WRITTEN REQUEST 1:
List every line of the entries that contains the string "black", copying each line in full. Case counts.

SOURCE:
[BEGIN]

Home networking and Whole-House WiFi: For optimal WiFi speed and coverage, we recommend having a WiFi access point no further than ~30ft from any place in the house. Additionally, HVAC ducts and other metal objects can cause dead spots in WiFi coverage with a single access point. For this reason, we recommend using 2-3 separate access points located throughout the house. Make sure to have several Ethernet lines installed for this purpose, as wired Ethernet gives much better results than WiFi-to-WiFi repeaters or network-over-power line systems. Wireless routers can be installed in cabinets, closets or utility rooms. On-ceiling/On-wall Powered Ethernet Wireless access points (usually the size/profile of a smoke alarm) are ideal for many locations throughout the house.
Additionally, you may want consider having Ethernet lines installed at TV locations or places a desktop computer/home office might be located.
Detached garages/outbuildings:
-For maximum flexibility, consider running conduit to out-buldings.
-Any buried cable should be explicitly rated for direct burial.
-TV cable should be RG-11 type and NOT RG-6 (especially when over 200ft in length). 
-Ethernet cabling is limited in distance to 328ft (100M). Beyond that distance, consider Ethernet extenders, Ethernet-to-fiber or point-to-point WiFi links.

Cell Booster Systems:
Before building, you will want to consider whether a cell booster system may be necessary to ensure un-interrupted call quality and fast data speeds. 
The first step would be to take out your phone, walk around the property and observe how strong the service is. If it’s below 2-3 bars outside, you may want to consider a booster system.

If you plan on using metal/stucco siding, or foil-backed insulation, which block cell signal, you will definitely want to consider one.

Cell boosters require specialized, low-loss cabling, such as RG-11 or LMR-400 (depending on the system) and an outdoor antenna. Additionally, one or more indoor antennas need to be mounted in specific locations to ensure even coverage – also using specialized, low-loss cabling.

[END]

WRITTEN REQUEST 2:
In the networking text, starting at "-TV cable should" and ending at "point-to-point WiFi links.", write the passage out again with "RG-59" substituted for "RG-6".

Stored items
[BEGIN]

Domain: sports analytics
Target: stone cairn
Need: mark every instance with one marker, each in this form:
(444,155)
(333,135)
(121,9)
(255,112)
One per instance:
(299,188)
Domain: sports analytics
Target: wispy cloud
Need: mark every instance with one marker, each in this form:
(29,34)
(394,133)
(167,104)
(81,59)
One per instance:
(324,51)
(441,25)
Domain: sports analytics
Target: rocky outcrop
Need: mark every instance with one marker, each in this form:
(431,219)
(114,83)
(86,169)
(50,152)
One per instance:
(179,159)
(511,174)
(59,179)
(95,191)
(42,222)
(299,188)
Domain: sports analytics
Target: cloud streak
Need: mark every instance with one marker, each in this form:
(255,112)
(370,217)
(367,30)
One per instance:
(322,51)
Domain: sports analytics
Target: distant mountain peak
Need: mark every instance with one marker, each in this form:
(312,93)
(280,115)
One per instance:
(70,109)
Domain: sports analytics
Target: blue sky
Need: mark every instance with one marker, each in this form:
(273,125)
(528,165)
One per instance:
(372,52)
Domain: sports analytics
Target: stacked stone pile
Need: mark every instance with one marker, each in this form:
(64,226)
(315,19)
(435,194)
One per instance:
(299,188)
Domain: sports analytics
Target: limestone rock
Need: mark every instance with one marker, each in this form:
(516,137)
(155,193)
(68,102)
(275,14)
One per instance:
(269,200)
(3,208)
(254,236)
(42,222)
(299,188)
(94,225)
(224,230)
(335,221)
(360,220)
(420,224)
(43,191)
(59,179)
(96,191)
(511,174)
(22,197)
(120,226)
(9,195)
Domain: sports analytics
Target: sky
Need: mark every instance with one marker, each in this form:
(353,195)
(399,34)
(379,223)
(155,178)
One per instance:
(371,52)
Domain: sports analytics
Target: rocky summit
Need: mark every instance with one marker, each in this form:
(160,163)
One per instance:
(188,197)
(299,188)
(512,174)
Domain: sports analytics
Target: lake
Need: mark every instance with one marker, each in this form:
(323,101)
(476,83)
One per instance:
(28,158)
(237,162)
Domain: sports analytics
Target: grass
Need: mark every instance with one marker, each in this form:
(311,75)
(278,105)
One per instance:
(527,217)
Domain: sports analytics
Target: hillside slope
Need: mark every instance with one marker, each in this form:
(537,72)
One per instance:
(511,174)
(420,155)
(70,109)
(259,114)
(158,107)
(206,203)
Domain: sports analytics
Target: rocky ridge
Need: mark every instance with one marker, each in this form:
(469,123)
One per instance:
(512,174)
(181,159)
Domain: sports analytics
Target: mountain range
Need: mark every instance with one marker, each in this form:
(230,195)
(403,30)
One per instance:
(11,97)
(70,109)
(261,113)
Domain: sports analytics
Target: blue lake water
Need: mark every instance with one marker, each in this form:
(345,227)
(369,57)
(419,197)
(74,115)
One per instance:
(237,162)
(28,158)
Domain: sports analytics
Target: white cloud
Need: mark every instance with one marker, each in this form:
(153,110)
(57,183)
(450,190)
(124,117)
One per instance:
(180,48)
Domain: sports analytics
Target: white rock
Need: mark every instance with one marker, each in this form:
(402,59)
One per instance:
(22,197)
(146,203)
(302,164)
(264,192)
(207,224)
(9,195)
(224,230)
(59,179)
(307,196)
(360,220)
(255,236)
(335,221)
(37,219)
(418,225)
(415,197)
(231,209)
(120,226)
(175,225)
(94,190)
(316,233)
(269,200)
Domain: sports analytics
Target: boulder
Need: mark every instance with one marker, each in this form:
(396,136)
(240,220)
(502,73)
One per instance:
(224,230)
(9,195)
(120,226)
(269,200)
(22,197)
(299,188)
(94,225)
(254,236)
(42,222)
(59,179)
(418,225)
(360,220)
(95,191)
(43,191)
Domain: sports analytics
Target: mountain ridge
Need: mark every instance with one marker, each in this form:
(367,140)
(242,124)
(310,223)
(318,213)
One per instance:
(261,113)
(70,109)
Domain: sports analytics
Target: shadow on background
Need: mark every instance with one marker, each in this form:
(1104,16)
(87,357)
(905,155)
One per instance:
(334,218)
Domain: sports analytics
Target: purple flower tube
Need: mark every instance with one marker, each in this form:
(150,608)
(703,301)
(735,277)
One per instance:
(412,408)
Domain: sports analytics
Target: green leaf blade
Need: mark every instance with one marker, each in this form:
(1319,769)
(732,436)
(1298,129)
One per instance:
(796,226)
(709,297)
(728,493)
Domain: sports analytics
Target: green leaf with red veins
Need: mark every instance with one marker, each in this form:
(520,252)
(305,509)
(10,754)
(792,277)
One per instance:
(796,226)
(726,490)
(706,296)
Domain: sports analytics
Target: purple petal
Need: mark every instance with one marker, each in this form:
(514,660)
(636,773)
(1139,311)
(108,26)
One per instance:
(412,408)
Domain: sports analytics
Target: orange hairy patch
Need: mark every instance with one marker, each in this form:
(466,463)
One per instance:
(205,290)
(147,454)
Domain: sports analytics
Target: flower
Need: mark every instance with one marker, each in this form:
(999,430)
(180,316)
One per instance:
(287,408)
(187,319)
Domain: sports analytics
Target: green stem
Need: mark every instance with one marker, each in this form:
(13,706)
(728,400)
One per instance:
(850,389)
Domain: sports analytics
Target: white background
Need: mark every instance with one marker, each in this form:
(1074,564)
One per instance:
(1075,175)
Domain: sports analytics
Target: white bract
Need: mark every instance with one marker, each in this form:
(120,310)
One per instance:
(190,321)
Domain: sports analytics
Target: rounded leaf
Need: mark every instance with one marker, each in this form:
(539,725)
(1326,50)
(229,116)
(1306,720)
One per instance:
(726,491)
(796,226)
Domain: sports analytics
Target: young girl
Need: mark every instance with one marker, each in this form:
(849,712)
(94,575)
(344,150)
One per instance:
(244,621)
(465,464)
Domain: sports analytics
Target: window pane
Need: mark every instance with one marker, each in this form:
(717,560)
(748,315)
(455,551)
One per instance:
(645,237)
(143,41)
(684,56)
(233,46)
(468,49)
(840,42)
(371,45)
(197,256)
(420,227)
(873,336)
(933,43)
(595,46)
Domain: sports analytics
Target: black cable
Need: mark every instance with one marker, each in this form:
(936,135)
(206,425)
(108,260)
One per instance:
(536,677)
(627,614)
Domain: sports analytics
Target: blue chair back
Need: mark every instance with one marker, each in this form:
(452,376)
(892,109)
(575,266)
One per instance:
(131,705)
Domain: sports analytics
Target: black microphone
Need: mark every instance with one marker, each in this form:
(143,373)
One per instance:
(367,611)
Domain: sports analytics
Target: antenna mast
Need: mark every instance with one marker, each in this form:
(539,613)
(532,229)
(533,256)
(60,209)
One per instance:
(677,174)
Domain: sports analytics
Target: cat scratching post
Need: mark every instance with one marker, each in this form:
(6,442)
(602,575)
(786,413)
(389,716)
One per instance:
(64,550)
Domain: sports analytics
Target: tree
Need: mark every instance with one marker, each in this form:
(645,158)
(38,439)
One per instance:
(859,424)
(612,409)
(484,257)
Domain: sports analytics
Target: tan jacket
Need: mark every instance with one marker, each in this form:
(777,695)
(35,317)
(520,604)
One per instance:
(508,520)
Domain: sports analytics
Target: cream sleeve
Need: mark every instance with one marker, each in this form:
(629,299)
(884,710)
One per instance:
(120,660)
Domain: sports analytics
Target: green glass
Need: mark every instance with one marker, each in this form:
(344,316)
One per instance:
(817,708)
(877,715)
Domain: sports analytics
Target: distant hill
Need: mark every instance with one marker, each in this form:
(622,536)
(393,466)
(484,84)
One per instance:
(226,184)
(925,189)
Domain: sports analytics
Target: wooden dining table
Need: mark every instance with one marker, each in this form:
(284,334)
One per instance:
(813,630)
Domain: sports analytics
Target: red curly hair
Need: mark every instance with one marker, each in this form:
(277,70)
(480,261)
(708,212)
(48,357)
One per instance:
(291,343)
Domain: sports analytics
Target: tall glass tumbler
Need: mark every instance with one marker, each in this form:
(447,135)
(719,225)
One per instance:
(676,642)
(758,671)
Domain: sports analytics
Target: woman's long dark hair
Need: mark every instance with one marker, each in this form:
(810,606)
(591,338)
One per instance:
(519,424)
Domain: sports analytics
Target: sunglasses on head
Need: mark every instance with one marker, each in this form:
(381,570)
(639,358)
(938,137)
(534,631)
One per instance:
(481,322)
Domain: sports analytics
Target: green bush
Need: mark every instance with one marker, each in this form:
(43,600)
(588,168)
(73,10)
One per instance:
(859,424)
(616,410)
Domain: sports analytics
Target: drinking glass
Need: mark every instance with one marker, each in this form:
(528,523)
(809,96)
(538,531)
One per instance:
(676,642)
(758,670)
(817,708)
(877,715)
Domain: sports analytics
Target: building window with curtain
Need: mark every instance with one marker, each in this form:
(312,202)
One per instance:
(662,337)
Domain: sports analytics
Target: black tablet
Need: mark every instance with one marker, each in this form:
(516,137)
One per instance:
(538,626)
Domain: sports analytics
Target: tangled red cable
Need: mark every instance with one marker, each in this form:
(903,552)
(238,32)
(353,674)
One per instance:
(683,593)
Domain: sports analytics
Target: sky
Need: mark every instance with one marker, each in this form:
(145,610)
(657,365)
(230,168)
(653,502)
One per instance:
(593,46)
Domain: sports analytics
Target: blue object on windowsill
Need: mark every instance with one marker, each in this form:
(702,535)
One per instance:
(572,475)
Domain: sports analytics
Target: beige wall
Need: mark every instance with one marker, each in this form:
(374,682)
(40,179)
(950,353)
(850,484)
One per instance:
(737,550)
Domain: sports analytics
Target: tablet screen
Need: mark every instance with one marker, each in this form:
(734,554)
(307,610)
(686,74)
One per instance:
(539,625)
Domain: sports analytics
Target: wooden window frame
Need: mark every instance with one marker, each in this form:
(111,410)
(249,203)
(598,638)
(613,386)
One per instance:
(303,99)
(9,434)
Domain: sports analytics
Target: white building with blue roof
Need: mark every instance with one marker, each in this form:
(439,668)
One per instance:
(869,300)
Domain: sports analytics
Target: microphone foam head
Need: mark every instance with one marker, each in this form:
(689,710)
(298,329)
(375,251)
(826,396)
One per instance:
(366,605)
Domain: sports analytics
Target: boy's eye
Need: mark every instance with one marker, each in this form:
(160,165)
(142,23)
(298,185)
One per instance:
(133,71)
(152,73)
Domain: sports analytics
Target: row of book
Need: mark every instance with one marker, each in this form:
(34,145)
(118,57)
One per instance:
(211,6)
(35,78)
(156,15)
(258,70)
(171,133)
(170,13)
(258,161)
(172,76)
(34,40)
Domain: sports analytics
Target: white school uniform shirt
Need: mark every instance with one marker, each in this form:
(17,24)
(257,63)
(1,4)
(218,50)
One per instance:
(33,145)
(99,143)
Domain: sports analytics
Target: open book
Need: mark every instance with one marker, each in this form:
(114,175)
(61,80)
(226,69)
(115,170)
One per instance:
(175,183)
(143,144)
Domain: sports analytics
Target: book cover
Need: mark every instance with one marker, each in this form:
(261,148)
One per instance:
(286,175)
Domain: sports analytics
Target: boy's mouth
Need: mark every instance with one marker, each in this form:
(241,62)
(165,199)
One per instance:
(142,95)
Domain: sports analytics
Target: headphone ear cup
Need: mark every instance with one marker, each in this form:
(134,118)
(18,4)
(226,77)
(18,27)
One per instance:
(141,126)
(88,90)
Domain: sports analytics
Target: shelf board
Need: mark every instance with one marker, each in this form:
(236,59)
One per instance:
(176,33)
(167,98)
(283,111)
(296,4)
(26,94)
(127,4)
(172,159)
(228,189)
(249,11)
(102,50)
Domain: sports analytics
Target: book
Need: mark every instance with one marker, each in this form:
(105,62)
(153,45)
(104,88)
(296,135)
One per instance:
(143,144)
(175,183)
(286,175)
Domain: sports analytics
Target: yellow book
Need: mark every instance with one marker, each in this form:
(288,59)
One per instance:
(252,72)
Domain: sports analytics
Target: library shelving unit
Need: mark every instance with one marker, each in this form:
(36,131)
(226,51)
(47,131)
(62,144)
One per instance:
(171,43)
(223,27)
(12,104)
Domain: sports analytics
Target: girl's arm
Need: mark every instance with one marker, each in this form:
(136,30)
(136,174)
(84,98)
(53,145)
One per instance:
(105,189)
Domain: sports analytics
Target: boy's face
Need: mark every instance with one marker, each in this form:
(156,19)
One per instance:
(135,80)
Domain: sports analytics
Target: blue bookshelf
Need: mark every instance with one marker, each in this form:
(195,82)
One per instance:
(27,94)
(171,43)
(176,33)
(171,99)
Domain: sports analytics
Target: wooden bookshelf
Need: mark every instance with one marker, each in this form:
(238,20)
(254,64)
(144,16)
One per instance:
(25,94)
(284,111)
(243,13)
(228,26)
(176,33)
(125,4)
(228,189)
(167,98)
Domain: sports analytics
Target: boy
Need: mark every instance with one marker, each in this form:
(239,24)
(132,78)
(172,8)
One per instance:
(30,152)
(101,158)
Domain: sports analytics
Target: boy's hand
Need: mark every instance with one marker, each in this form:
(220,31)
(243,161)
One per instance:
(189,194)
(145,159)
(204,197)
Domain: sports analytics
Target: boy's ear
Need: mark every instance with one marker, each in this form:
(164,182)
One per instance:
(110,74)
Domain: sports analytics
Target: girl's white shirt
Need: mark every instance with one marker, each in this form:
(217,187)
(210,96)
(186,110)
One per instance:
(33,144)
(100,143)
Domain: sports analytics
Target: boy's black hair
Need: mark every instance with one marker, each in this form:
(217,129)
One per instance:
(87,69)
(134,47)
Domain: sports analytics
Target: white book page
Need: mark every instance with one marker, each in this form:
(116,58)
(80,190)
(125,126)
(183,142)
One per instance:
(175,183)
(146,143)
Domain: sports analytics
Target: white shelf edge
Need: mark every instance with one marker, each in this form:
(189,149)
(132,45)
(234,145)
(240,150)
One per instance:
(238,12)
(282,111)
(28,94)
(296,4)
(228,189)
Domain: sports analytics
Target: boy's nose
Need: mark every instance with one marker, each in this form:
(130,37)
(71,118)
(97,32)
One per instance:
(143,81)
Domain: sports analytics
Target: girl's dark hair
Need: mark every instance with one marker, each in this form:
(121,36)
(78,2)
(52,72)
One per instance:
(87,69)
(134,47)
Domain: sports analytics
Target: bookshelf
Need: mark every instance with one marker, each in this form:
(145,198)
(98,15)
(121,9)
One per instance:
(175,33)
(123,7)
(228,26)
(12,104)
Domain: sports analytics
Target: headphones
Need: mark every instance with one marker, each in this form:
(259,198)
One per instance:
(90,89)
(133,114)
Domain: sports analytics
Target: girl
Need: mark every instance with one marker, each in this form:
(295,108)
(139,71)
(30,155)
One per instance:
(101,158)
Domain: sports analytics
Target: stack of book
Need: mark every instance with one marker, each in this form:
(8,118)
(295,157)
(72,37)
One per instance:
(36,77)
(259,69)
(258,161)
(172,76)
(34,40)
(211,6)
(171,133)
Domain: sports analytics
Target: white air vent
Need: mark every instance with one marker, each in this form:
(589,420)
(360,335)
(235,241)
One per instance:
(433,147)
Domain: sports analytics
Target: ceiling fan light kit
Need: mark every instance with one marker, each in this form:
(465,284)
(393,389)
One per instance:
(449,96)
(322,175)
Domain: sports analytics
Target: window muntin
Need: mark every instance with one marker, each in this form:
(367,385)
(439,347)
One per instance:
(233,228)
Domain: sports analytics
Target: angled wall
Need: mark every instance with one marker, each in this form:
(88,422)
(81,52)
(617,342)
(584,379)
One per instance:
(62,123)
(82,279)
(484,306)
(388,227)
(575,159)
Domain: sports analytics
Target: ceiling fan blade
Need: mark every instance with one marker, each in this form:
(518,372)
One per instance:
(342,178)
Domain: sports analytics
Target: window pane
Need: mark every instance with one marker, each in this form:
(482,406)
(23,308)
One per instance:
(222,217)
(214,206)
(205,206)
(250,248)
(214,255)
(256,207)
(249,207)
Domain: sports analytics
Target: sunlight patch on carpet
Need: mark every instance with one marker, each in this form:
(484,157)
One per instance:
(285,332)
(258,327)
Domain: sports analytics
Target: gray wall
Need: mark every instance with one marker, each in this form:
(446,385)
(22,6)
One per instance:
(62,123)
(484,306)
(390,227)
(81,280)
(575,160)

[END]

FINISHED ANSWER 1:
Target: black cable
Target: black microphone
Target: black tablet
Target: boy's black hair

FINISHED ANSWER 2:
-TV cable should be RG-11 type and NOT RG-59 (especially when over 200ft in length). 
-Ethernet cabling is limited in distance to 328ft (100M). Beyond that distance, consider Ethernet extenders, Ethernet-to-fiber or point-to-point WiFi links.